Task inputs ->
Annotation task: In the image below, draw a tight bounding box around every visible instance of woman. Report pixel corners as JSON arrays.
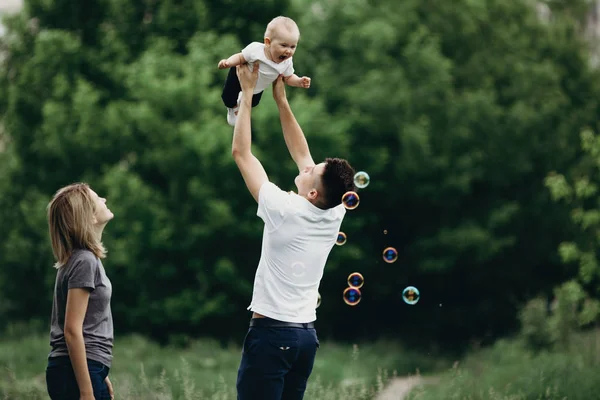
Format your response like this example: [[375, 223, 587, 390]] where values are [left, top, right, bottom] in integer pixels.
[[46, 183, 114, 400]]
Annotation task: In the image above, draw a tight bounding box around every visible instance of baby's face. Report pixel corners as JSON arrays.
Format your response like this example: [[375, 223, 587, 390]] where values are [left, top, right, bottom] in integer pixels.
[[268, 27, 299, 64]]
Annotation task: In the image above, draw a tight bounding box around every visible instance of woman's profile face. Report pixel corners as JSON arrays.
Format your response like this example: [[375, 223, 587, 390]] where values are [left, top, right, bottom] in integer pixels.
[[90, 189, 114, 225]]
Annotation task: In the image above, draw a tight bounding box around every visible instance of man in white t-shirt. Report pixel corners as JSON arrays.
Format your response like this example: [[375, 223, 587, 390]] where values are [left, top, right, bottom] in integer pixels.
[[218, 16, 310, 126], [232, 64, 355, 400]]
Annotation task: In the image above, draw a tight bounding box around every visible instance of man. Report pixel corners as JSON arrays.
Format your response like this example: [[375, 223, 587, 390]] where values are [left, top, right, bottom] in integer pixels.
[[231, 64, 355, 400]]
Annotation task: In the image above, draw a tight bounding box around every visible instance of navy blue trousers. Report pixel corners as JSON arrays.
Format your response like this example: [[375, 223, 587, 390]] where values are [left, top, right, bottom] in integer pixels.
[[221, 67, 263, 108], [46, 356, 110, 400], [236, 327, 319, 400]]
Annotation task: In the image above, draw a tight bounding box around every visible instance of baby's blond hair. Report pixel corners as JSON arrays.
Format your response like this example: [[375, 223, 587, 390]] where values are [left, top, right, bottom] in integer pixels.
[[265, 15, 300, 39]]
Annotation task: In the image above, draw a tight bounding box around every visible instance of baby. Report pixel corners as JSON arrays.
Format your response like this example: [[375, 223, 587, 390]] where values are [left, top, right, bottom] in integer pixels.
[[219, 17, 310, 126]]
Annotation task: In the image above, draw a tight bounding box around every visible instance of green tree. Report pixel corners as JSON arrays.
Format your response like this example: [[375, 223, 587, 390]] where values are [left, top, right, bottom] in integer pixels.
[[546, 129, 600, 328]]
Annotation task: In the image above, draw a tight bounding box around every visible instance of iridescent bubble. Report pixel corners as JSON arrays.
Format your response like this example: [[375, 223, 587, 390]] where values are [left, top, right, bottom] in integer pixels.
[[335, 232, 346, 246], [354, 171, 371, 189], [344, 287, 361, 306], [402, 286, 421, 306], [383, 247, 398, 264], [348, 272, 365, 289], [342, 191, 360, 210]]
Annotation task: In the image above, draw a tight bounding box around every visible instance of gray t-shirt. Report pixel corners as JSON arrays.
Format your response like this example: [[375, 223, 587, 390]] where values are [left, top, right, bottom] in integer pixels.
[[48, 250, 114, 367]]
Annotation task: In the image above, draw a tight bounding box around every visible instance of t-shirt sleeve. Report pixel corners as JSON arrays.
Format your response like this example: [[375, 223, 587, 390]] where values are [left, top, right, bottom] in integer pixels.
[[283, 58, 294, 78], [242, 42, 263, 62], [68, 255, 98, 290], [256, 182, 289, 230]]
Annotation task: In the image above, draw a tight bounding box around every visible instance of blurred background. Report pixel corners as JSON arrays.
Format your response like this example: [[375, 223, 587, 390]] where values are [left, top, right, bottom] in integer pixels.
[[0, 0, 600, 399]]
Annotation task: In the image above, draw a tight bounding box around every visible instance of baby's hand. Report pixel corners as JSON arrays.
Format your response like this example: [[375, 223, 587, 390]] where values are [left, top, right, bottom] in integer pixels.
[[300, 76, 310, 89], [219, 59, 229, 69]]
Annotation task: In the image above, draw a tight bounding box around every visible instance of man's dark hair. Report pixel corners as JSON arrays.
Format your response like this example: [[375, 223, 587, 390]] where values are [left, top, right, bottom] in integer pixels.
[[316, 158, 356, 210]]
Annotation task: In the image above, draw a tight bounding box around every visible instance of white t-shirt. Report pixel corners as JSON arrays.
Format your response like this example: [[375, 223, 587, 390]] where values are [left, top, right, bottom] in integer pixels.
[[242, 42, 294, 94], [248, 182, 346, 323]]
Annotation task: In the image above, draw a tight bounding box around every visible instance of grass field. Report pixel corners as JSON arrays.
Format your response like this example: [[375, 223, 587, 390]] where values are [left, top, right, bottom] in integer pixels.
[[0, 334, 444, 400], [407, 330, 600, 400]]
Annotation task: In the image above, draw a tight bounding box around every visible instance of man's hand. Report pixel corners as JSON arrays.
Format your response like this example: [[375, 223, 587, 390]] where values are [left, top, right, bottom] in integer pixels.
[[300, 76, 310, 89], [218, 59, 229, 69], [236, 63, 259, 92], [273, 75, 286, 103]]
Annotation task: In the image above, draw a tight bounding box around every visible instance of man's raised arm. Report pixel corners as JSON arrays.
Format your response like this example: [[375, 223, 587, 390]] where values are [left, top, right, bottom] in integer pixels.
[[231, 63, 269, 202], [273, 76, 315, 171]]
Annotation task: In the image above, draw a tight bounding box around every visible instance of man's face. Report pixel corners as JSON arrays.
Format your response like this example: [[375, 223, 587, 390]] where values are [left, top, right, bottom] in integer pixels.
[[294, 162, 325, 198]]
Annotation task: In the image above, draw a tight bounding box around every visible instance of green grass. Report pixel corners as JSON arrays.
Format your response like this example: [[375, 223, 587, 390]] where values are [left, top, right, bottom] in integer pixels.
[[407, 331, 600, 400], [0, 334, 440, 400]]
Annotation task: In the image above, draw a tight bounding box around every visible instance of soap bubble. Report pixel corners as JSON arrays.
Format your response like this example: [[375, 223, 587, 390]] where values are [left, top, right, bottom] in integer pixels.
[[354, 171, 371, 189], [383, 247, 398, 264], [342, 191, 360, 210], [344, 287, 361, 306], [335, 232, 346, 246], [348, 272, 365, 289], [402, 286, 421, 306]]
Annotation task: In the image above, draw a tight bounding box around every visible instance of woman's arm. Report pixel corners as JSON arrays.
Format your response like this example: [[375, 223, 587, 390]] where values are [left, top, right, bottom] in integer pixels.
[[65, 288, 94, 400]]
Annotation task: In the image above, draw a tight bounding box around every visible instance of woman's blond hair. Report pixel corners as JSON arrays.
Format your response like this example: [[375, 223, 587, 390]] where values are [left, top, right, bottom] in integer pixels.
[[48, 183, 106, 268]]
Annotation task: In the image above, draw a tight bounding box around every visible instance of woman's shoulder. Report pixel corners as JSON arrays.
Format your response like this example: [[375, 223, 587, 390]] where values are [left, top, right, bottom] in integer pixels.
[[69, 249, 98, 265]]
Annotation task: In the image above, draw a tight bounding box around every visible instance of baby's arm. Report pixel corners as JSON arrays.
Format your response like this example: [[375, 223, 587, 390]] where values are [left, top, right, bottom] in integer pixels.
[[218, 52, 246, 69], [283, 74, 310, 89]]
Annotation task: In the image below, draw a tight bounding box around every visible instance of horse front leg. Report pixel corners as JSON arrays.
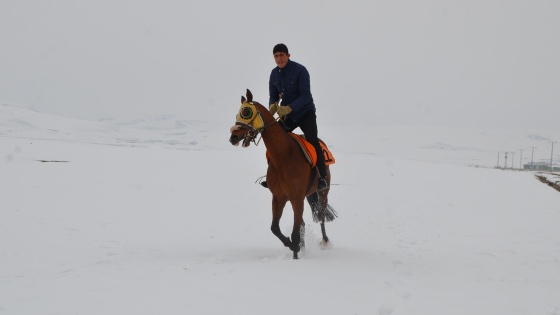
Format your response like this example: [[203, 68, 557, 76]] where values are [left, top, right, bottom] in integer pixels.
[[318, 191, 329, 247], [290, 198, 304, 259], [270, 197, 292, 248]]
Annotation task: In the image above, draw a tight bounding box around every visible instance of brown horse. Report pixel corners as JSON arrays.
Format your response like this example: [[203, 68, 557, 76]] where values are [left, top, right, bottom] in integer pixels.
[[229, 90, 337, 259]]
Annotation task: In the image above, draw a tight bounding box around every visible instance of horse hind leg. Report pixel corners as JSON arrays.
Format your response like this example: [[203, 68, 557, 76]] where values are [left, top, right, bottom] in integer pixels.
[[299, 221, 305, 248], [307, 192, 336, 247]]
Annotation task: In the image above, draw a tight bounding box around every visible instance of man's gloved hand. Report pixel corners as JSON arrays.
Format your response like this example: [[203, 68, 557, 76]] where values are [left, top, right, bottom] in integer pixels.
[[278, 105, 292, 117], [268, 102, 278, 116]]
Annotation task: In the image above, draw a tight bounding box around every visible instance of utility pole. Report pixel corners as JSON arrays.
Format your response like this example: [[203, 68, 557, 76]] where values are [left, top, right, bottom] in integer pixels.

Written task -> Copy the records above word for word, from the line containing "background. Report pixel corners as JSON arrays." up to and including the line containing "[[316, 158, 356, 210]]".

Task result ->
Annotation task: In the image above, draw a tight bounding box around every visible instance of blurred background. Report pixel corners as JSON arrays.
Format your response like this example: [[375, 223, 587, 390]] where values are [left, top, right, bottom] in integer pixels.
[[0, 0, 600, 399]]
Annotation task: In the image above, draw a tight bounding box around every visible instance of baby's hand. Report pixel corners as JSON arrays.
Format your response like this example: [[375, 223, 587, 390]] where values are [left, top, right, bottom] in integer pixels.
[[300, 76, 310, 89], [219, 59, 229, 69]]
Annotation task: In the image above, draw a tight bounding box around every visible instance of man's dark hair. Report pixel corners as JSON arrays.
Format your response like this example: [[375, 223, 587, 390]] where values are [left, top, right, bottom] in integer pixels.
[[316, 158, 356, 210]]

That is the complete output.